** PAGE EXCERPT follows **
# Vaporesso ORC Tank First Look



## Rob Fisher (1/6/16)

So my exciting Vape Mail from the US arrived today and I have been dying to try the new tank from Vaporesso called the ORC.

Initial impression is it looks very similar to the Gemini and also has that 510 adaptor ring (which I'm not crazy about). The cCell coil doesn't screw in and "floats" with a spring that keeps things tight in the base. Nice thing is you can change the coil while the tank is full no issues... which is exactly what I did because it has the 0.5Ω stainless steel coil fitted so I thought I would give it a try... shouldn't have done that because it's KAK! It came with another 0.8Ω coil but not gonna try that and took out my 0.9Ω coils that work and popped it in! 

Good airflow and I suppose you could close it down for a MTL hit but it's a lung hitting tank really. With the 0.9Ω coil the flavour is outstanding just like the Target, Gemini and Melo III's.

Top fill and juice flow control.

Will run it for a few days and see if we get any leaks or other issues but so far it's a pretty good tank.

Is it better than the rock solid Melo III? Well it does look a bit better but performance wise it's on a par... let's see how we go once I have used it for a while.

Reactions: Like 6 | Thanks 1 | Informative 2


----------



## OnePowerfulCorsa (1/6/16)

I like this post  (still no like function on Tapatalk for this forum only)


Sent from my iPhone using Tapatalk

Reactions: Funny 2


----------



## Clouds4Days (1/6/16)

OnePowerfulCorsa said:


> I like this post  (still no like function on Tapatalk for this forum only)
> 
> 
> Sent from my iPhone using Tapatalk



I will like it for you bud even though im not too impressed about the looks of this tank... Looks like every other vaporesso tank.
** End of PAGE EXCERPT **
### EXERCISE INSTRUCTIONS
- a) Answer these questions about the ORC tank forum thread:
(i) What resistance is the stainless steel coil that came fitted in the tank?
(ii) Which coils did Rob Fisher put into the tank instead?
(iii) What function does OnePowerfulCorsa say is still missing on Tapatalk for this forum?
- b) Go on with the ORC tank forum thread from the point where it stops.
The records have nothing to do with the ORC tank forum thread.
** PROVIDED RECORDS follows **
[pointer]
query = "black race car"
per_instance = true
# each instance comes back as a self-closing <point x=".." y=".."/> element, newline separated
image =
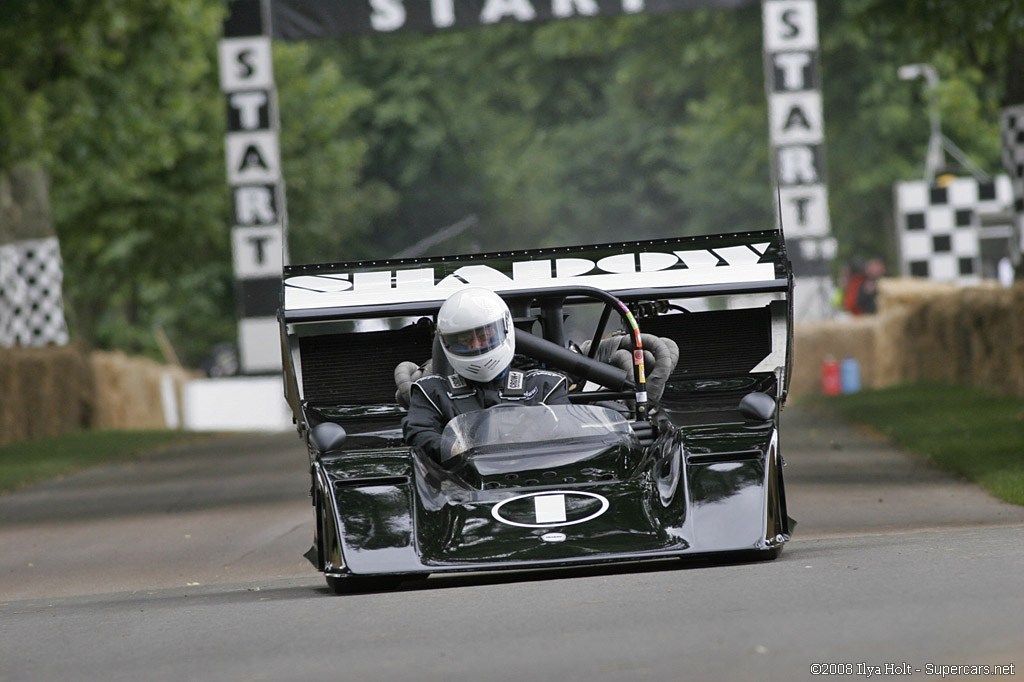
<point x="678" y="353"/>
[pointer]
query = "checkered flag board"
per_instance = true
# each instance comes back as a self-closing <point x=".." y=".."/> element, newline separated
<point x="31" y="300"/>
<point x="940" y="228"/>
<point x="1012" y="124"/>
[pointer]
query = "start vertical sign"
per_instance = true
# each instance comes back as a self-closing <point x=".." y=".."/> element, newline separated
<point x="253" y="159"/>
<point x="797" y="136"/>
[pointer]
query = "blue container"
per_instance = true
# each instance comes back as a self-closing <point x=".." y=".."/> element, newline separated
<point x="850" y="375"/>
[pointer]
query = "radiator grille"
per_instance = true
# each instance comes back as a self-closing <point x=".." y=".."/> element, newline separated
<point x="718" y="343"/>
<point x="358" y="369"/>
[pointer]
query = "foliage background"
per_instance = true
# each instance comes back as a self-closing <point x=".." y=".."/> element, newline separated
<point x="579" y="131"/>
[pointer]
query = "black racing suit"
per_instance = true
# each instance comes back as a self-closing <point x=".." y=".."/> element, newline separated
<point x="434" y="400"/>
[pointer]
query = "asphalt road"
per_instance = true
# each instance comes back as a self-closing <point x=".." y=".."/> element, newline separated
<point x="186" y="565"/>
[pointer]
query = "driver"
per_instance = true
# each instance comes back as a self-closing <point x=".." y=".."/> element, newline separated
** End of PROVIDED RECORDS **
### ANSWER SECTION
- a)
(i) 0.5Ω
(ii) The 0.9Ω coils
(iii) The like function

- b)
Reactions: Agree 1


----------



## brotiform (1/6/16)

I too like this post

Reactions: Like 1


----------



## OnePowerfulCorsa (1/6/16)

Clouds4Days said:


> I will like it for you bud even though im not too impressed about the looks of this tank... Looks like every other vaporesso tank.



Shot-a-lot bud. Agree but I love Vaporesso stuff so I am a bit biased


Sent from my iPhone using Tapatalk


----------



## Clouds4Days (1/6/16)

OnePowerfulCorsa said:


> Shot-a-lot bud. Agree but I love Vaporesso stuff so I am a bit biased
> 
> 
> Sent from my iPhone using Tapatalk



I like there stuff too i got a gemini ccell tank but i just look at this and think why would i buy this when i have a gemini.

Reactions: Agree 1


----------



## Silver (1/6/16)

Thanks for sharing your initial impressions @Rob Fisher 
Watching it develop...

Reactions: Thanks 1 | Optimistic 1


----------



## Rob Fisher (1/6/16)

Clouds4Days said:


> I like there stuff too i got a gemini ccell tank but i just look at this and think why would i buy this when i have a gemini.



So far so good that there is no airlock but you are right... no real reason to get it if you have a Gemini!

Reactions: Like 1


----------



## Spydro (1/6/16)

Thanks for sharing your thoughts on it Rob. Hope it turns out to be a win for you and others who dive in on them (not I). 

I like the AFC of the Melo III tanks better than any of the Vaporesso tanks, and the look as well because of the AFC, but that's just personal choice.

Reactions: Agree 1


----------



## Rob Fisher (1/6/16)

Spydro said:


> Thanks for sharing your thoughts on it Rob. Hope it turns out to be a win for you and others who dive in on them (not I).
> 
> I like the AFC of the Melo III tanks better than any of the Vaporesso tanks, and the look as well because of the AFC, but that's just personal choice.



And with a Melo III there is absolutely no reason to get any of the other tanks! The Melo III rocks and rolls with a cCell!

Reactions: Like 2 | Agree 2


----------



## Spydro (2/6/16)

Rob Fisher said:


> And with a Melo III there is absolutely no reason to get any of the other tanks! The Melo III rocks and rolls with a cCell!



Spot on! 

Anybody want to trade a bunch of Vaporesso tanks for a bunch of Melo III tanks?  
Just wishful thinking, the reality check is it is not worth the effort or expense.

Reactions: Agree 1 | Funny 1


----------



## moolies86 (15/6/16)

Hey @robfisher,how is the orc going ?would you choose it over the target and melo 3 ?just want to know if its worth the wait for local vendors to get stock


----------



## Rob Fisher (15/6/16)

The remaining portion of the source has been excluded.